* [Task brief]:
Reproduce only the records between the lines holding "of the building" and "Target: light colored shirt", inclusive, keeping the requests. In the answers, multiply every point coordinate by 1.75 and round to a whole number, with halves rounded up; leave the numbers in the requests and their sample formats unchanged.

* [Supplied data]:
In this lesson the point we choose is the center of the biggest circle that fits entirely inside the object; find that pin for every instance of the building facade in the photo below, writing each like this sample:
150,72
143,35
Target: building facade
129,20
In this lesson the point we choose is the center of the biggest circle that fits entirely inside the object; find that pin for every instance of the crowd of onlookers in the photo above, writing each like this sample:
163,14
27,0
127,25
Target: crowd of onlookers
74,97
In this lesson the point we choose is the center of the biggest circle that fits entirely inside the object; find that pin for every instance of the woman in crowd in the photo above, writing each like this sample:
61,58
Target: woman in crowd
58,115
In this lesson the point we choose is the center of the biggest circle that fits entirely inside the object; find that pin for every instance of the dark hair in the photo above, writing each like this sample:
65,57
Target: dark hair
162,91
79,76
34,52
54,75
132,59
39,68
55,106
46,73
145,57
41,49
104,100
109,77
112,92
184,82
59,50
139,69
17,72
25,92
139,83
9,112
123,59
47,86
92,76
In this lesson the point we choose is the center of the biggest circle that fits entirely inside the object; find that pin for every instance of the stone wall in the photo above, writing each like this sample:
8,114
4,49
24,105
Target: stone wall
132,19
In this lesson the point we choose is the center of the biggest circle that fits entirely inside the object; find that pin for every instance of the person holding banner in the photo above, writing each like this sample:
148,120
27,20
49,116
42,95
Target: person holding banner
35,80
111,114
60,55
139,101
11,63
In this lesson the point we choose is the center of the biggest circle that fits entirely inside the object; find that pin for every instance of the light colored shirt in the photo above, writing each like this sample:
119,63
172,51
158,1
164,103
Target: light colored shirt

* * *

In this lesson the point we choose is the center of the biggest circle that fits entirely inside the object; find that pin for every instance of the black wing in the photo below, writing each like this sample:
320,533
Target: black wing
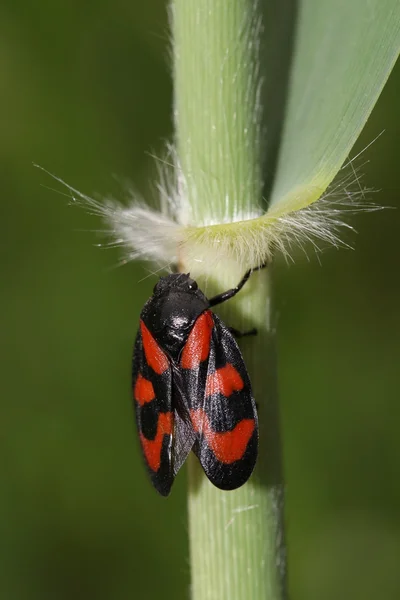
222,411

==

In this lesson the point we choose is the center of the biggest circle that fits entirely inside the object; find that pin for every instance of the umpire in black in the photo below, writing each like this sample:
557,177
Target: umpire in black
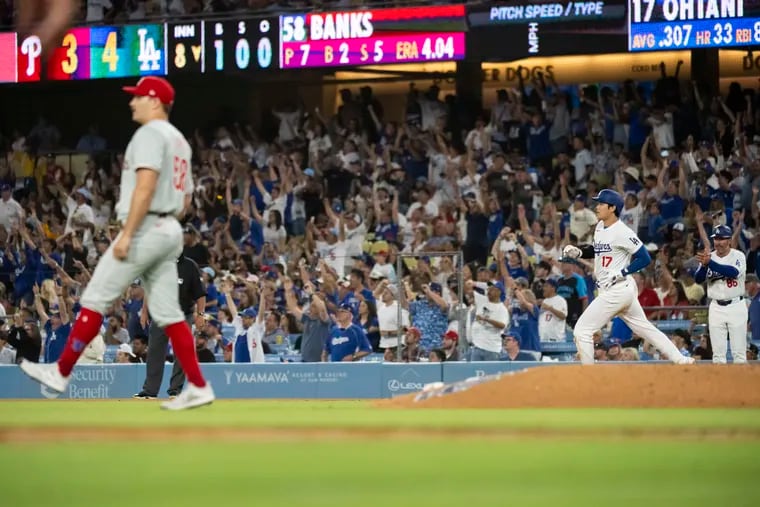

* [Right answer]:
In this lesson the point we choose is the center of the biggest circle that fits entirely inside the object; find that pin for every instance of the building facade in the photo below, writing each like this sample:
150,72
143,35
Target: building facade
226,35
In this lesson the point we choose is the center of the biggest circle that fits entirely inside the object; find that pin for every instance of the crowd of onlookers in the photo above, writing each like this sample:
163,14
27,0
127,25
Target: crowd of onlookers
130,170
In this lesson the point we choose is the center of the biggest circle that fits entirely inside the object; find that pin for every instance of the woman in crowd in the photo above, writing each like this sample:
61,58
Target: woman in crowd
102,201
In this lesson the point we choose is the center of the biggest circle that fits entirely inside the object; find that pin for every instance of the dark hair in the photo above, writing each like this sample:
65,57
Target: dark hair
284,159
138,133
60,91
95,131
231,103
68,119
96,186
81,128
254,100
72,86
182,175
191,135
196,161
322,144
103,88
243,121
30,126
44,161
243,145
16,196
215,103
82,151
161,133
In this lesson the point we choose is the center of the biggest circle that fits entirely inside the object; find that pin for every instance of the stone wall in the photo above, writing each like this sample:
8,114
4,49
24,105
Target: stone wall
231,33
In this lesson the point we choose is the center of the biggest circle that fits entirely inside the object; find that pin for every instance of the person holding banner in the photo above, writing each like this sample:
148,120
27,20
49,116
42,95
Target: person holding banner
61,140
194,200
105,96
243,177
19,110
In this lesson the point we choose is the center of the biggest circle that fits entirely inside the object; find that pin for every instance of the light colored shirt in the photo above, writing each like this sample:
119,63
172,51
158,1
164,103
Target: light colored shirt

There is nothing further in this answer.